● **Data entries**
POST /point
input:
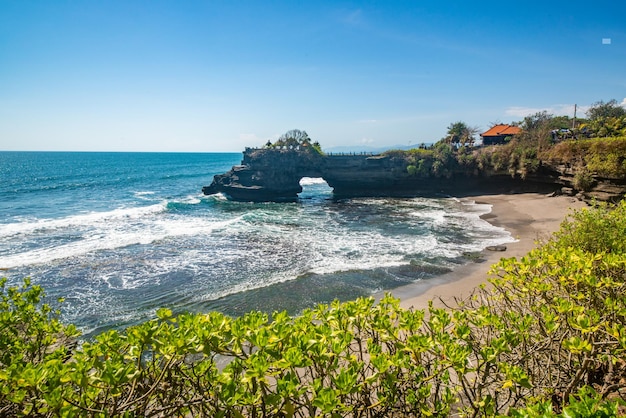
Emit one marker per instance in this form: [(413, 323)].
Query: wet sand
[(529, 217)]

● **Work instructions**
Restate the full listing verbatim and drop every picture.

● **Answer to this task**
POST /point
input:
Emit one marker per instance in this form: [(413, 323)].
Query: wet sand
[(529, 217)]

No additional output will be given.